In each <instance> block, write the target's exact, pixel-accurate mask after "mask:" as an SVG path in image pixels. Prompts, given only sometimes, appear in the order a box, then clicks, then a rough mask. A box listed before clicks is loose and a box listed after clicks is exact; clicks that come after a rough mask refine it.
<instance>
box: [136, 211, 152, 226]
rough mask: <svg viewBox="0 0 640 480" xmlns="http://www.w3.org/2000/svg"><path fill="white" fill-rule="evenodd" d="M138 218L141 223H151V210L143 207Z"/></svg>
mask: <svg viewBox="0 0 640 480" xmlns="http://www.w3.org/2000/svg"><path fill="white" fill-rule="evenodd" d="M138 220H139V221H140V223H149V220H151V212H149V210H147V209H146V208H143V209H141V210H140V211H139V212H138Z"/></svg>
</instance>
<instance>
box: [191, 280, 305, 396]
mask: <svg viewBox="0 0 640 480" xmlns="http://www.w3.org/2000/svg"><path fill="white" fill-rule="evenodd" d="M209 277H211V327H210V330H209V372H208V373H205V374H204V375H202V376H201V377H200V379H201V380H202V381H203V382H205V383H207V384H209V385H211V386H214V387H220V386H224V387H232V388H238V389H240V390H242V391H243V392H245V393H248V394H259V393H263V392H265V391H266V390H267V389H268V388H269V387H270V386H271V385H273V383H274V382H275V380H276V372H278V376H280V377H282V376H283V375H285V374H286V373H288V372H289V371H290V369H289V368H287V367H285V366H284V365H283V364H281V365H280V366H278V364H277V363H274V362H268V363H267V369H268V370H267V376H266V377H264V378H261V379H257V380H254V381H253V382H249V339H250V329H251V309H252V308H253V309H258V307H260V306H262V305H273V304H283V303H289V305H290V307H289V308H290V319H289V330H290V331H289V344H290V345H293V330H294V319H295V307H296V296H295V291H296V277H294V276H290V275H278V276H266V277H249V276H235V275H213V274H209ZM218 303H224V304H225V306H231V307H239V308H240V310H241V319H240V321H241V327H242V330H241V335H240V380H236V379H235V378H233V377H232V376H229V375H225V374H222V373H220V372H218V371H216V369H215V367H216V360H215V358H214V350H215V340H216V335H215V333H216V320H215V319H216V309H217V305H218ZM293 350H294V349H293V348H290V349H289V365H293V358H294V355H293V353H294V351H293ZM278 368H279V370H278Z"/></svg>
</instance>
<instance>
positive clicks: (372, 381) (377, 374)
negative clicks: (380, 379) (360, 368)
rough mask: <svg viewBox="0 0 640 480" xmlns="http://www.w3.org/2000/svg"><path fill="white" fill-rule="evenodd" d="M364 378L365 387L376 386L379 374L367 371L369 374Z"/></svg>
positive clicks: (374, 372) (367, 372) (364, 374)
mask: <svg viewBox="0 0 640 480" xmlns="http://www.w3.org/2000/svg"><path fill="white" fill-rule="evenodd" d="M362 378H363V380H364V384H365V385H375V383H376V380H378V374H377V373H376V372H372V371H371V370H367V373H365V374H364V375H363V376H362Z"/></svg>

_Task description_. The expected response reproduces all of the data precisely.

_Exercise result_.
In each <instance> block, write the target's exact, pixel-accurate mask after "mask:" as an SVG path in image pixels. Prompts, given only sometimes, appear in the order a box, then clicks, then a rough mask. A box listed before clicks is loose and a box listed after clicks is exact; clicks that come after a rough mask refine it.
<instance>
box: [136, 211, 152, 226]
rough mask: <svg viewBox="0 0 640 480" xmlns="http://www.w3.org/2000/svg"><path fill="white" fill-rule="evenodd" d="M138 218L141 223H151V210L143 207Z"/></svg>
mask: <svg viewBox="0 0 640 480" xmlns="http://www.w3.org/2000/svg"><path fill="white" fill-rule="evenodd" d="M138 220H139V221H140V223H149V220H151V212H149V210H147V209H146V208H143V209H141V210H140V211H139V212H138Z"/></svg>
</instance>
<instance>
box: [191, 280, 305, 396]
mask: <svg viewBox="0 0 640 480" xmlns="http://www.w3.org/2000/svg"><path fill="white" fill-rule="evenodd" d="M209 277H211V327H210V330H209V372H208V373H205V374H204V375H202V376H201V377H200V379H201V380H202V381H203V382H205V383H207V384H209V385H211V386H214V387H220V386H224V387H232V388H238V389H240V390H242V391H243V392H245V393H248V394H259V393H263V392H265V391H266V390H267V389H268V388H269V387H270V386H271V385H273V383H274V382H275V380H276V372H278V376H280V377H282V376H283V375H285V374H286V373H288V372H289V371H290V369H289V368H287V367H285V366H284V365H283V364H281V365H280V366H278V364H277V363H274V362H268V363H267V369H268V370H267V376H266V377H264V378H261V379H257V380H254V381H253V382H249V339H250V329H251V309H252V308H253V309H258V307H260V306H262V305H273V304H283V303H289V305H290V307H289V308H290V319H289V330H290V331H289V344H290V345H293V330H294V319H295V307H296V296H295V291H296V277H294V276H290V275H278V276H266V277H249V276H235V275H213V274H209ZM218 303H224V304H225V306H231V307H239V308H240V310H241V319H240V321H241V327H242V330H241V335H240V380H236V379H235V378H233V377H232V376H229V375H225V374H222V373H220V372H218V371H216V369H215V367H216V360H215V358H214V350H215V340H216V335H215V333H216V320H215V319H216V309H217V305H218ZM293 350H294V349H293V348H290V349H289V365H293V358H294V355H293V353H294V351H293ZM278 368H279V370H278Z"/></svg>
</instance>
<instance>
positive clicks: (372, 381) (377, 374)
negative clicks: (380, 379) (360, 368)
rough mask: <svg viewBox="0 0 640 480" xmlns="http://www.w3.org/2000/svg"><path fill="white" fill-rule="evenodd" d="M364 378L365 387L376 386L379 374L367 371L369 374Z"/></svg>
positive clicks: (374, 372) (367, 372) (364, 374)
mask: <svg viewBox="0 0 640 480" xmlns="http://www.w3.org/2000/svg"><path fill="white" fill-rule="evenodd" d="M362 378H363V380H364V384H365V385H375V383H376V380H378V374H377V373H376V372H372V371H371V370H367V373H365V374H364V375H363V376H362Z"/></svg>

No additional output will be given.